* BEGIN INFORMATION GIVEN *
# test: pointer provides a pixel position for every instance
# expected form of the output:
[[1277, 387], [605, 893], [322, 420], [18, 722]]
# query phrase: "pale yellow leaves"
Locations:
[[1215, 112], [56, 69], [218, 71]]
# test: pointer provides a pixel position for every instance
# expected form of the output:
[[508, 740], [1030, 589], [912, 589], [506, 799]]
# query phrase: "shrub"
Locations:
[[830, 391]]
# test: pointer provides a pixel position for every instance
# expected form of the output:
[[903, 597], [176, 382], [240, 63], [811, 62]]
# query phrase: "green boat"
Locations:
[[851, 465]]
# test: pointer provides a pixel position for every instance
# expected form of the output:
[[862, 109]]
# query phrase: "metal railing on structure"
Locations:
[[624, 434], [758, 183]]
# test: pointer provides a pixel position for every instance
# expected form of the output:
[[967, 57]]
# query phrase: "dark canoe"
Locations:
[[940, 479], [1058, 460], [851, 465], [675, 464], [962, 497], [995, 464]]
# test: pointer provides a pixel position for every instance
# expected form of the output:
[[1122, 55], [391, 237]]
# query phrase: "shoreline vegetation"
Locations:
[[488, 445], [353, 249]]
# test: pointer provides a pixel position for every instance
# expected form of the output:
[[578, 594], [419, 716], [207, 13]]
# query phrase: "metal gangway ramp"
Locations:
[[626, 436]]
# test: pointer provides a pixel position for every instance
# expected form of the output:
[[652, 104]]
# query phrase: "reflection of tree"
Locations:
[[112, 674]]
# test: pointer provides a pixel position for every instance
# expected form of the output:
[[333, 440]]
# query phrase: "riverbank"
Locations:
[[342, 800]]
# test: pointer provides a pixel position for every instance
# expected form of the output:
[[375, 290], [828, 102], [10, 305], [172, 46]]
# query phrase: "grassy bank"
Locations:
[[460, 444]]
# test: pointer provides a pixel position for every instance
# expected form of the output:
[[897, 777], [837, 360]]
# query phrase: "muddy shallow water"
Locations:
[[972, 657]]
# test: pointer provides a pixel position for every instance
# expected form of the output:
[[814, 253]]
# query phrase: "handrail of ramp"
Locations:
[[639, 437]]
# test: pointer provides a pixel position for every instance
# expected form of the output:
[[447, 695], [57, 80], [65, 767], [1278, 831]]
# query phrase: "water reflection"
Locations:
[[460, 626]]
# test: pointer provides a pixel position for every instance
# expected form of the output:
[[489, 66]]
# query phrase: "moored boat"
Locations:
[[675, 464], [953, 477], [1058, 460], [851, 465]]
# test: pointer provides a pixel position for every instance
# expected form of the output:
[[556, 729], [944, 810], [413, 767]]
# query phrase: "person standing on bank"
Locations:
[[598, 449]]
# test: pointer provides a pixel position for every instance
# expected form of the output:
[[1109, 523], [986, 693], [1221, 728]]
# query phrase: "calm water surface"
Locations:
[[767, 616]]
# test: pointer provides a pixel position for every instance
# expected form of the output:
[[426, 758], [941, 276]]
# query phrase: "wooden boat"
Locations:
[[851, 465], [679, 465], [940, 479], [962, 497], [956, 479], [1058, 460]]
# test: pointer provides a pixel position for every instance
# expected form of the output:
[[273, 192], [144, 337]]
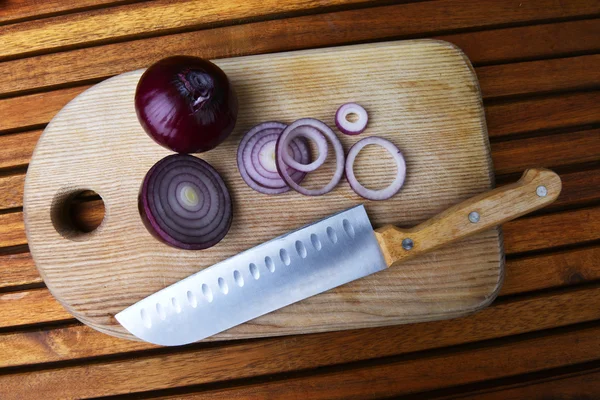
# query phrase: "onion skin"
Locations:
[[186, 104]]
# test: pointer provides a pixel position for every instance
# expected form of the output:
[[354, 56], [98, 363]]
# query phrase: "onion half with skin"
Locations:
[[348, 127], [186, 104], [184, 202], [370, 194]]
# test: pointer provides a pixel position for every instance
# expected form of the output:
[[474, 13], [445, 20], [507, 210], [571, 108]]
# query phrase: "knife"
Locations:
[[316, 258]]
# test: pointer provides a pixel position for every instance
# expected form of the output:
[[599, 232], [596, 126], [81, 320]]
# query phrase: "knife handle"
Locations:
[[537, 188]]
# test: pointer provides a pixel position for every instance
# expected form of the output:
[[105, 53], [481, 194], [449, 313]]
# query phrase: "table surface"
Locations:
[[538, 63]]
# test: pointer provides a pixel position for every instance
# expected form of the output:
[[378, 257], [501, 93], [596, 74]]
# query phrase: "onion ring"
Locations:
[[337, 147], [370, 194], [184, 202], [347, 127]]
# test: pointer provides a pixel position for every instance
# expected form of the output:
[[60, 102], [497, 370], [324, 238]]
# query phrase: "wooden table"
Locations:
[[538, 63]]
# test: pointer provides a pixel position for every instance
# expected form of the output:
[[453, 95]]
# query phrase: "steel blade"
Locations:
[[292, 267]]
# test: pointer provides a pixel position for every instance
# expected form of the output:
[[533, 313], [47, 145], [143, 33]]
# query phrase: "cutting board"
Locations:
[[422, 95]]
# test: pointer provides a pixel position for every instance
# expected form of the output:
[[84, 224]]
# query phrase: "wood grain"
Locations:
[[572, 73], [395, 376], [18, 10], [558, 269], [30, 307], [17, 269], [551, 230], [96, 63], [496, 207], [402, 377], [144, 19], [465, 171], [499, 80], [546, 151], [558, 111]]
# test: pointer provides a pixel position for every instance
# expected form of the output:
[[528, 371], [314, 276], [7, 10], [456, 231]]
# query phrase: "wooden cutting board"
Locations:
[[422, 95]]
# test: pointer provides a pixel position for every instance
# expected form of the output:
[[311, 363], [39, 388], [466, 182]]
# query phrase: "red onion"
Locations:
[[184, 202], [282, 144], [186, 104], [255, 158], [313, 134], [394, 187], [347, 127]]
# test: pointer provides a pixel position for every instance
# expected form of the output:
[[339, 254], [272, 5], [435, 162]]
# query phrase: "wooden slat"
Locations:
[[236, 361], [18, 269], [11, 191], [12, 11], [416, 375], [338, 28], [580, 385], [559, 111], [30, 307], [34, 110], [153, 18], [498, 80], [546, 151], [578, 188], [546, 231], [553, 270], [12, 230], [540, 76]]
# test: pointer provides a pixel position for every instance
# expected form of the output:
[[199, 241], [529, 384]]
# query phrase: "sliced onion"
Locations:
[[348, 127], [256, 147], [282, 145], [394, 187], [184, 202], [313, 134]]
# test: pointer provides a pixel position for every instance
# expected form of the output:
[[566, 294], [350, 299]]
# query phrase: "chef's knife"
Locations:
[[316, 258]]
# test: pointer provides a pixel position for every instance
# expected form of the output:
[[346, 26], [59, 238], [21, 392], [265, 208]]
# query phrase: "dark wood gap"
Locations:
[[544, 132], [355, 365], [457, 392], [115, 3], [489, 101], [225, 23], [23, 248], [541, 252], [231, 343], [18, 288]]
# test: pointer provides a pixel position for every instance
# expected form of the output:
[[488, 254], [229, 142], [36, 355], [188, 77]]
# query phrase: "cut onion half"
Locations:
[[351, 127]]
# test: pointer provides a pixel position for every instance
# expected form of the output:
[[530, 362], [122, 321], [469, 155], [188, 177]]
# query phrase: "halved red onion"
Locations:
[[370, 194], [348, 127], [282, 145], [256, 154], [184, 202], [313, 134]]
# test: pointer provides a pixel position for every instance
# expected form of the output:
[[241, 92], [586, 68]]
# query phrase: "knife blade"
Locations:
[[289, 268], [316, 258]]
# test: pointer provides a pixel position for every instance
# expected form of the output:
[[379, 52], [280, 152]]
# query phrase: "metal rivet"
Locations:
[[541, 191], [474, 217]]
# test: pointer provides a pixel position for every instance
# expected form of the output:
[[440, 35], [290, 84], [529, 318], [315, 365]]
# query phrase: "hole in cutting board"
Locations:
[[77, 214]]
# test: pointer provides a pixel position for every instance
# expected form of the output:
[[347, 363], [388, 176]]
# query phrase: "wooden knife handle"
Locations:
[[537, 188]]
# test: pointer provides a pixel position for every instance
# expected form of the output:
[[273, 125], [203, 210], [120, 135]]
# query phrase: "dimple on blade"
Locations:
[[287, 269]]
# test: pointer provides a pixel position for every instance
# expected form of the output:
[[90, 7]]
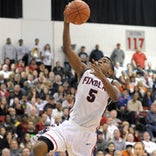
* END INFORMATION GIVEN *
- [EXERCISE TASK]
Reproduce the data from its start through the line containing "[[830, 391]]", keeping every line, and shift each answer point by adding 13 to both of its coordinates. Leave all other numbers unchanged.

- [TASK ANSWER]
# test: pointer provides a pixel position for every instance
# expected form of the output:
[[1277, 387], [605, 893], [322, 420], [18, 722]]
# query phrase: "pale yellow leaves"
Locations:
[[1228, 125], [69, 82], [231, 84]]
# test: pointer provides a pixel position for every instance
# expected form of the output:
[[508, 740], [1030, 589], [912, 589], [506, 799]]
# query phrase: "shrub"
Locations:
[[843, 404]]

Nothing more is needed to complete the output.